- Selected excerpt -
________________________________________

“Hansel and Gretel”

Hansel and Gretel

I walked through the LaVista Park woods yesterday. It was easy to get distracted, by birds, strange animal sounds coming from the trees, the people walking their dogs. And new this year, the disc golf course, where convivial players, even when the temperature is below freezing, walk the 18 holes and toss Frisbees at cages.

I was comforted on my walk by the fact that I would not get lost. Cigarette butts thrown on the side of the trail led one to Clifton Park and back. There were other markers: bubble wrap, Styrofoam containers, bottlecaps, used tissues, crushed Bud Light cans. Bud is the favored trail marker of beer drinkers. (Does Budweiser bear responsibility? Of course not! Capitalism is unfettered; that’s how money is made, stupid.)

The village park district is always looking for outdoor activities for its residents. This is often to the detriment of the trees, something the world needs more of, but my town disagrees. It views trees as statues surrounded by open space. The park district both plants trees incorrectly—for example oak trees are planted too closely to each other, meaning certain rot for some of the crowded, mature trees—and cuts down other trees (in the name of progress?) with abandon.

There are already “scalped” parks galore including the very ugly and uninspiring Glazebrook Park with its acres of sterile, open land. Sure, you can walk it. Heck, you can walk Godfrey Road, same openness, and pavement. Perhaps the village’s vision is to cut down every tree and pave the entire village.

________________________________________

- Record extracts -

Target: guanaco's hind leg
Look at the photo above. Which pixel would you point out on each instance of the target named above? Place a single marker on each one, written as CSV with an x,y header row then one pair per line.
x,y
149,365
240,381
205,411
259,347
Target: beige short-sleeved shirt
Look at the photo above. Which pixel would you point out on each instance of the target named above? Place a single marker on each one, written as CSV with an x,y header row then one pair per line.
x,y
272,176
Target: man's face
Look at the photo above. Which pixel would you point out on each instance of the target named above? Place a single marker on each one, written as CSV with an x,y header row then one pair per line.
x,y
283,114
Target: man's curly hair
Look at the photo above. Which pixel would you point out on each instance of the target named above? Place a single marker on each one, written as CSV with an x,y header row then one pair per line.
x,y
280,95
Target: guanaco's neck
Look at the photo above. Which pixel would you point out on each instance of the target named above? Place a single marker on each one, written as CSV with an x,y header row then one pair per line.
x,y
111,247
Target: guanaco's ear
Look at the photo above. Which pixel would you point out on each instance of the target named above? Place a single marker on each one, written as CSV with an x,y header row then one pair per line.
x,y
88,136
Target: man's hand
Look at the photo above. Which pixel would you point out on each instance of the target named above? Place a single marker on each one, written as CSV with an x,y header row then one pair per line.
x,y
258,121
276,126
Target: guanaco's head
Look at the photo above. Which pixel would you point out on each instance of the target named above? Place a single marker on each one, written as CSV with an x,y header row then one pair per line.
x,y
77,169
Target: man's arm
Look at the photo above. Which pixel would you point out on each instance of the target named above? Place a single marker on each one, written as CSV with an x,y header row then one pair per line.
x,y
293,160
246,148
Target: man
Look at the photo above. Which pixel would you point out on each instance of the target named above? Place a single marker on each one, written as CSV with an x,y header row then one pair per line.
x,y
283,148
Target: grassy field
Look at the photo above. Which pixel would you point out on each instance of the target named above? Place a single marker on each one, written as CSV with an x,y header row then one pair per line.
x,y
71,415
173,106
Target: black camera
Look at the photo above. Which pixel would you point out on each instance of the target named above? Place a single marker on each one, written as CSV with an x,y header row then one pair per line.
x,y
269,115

________________________________________

- Given task -
From the essay about the LaVista Park woods, reproduce the stretch from "I walked through" through "is made, stupid.)" word for word.

- Task solution -
I walked through the LaVista Park woods yesterday. It was easy to get distracted, by birds, strange animal sounds coming from the trees, the people walking their dogs. And new this year, the disc golf course, where convivial players, even when the temperature is below freezing, walk the 18 holes and toss Frisbees at cages.

I was comforted on my walk by the fact that I would not get lost. Cigarette butts thrown on the side of the trail led one to Clifton Park and back. There were other markers: bubble wrap, Styrofoam containers, bottlecaps, used tissues, crushed Bud Light cans. Bud is the favored trail marker of beer drinkers. (Does Budweiser bear responsibility? Of course not! Capitalism is unfettered; that’s how money is made, stupid.)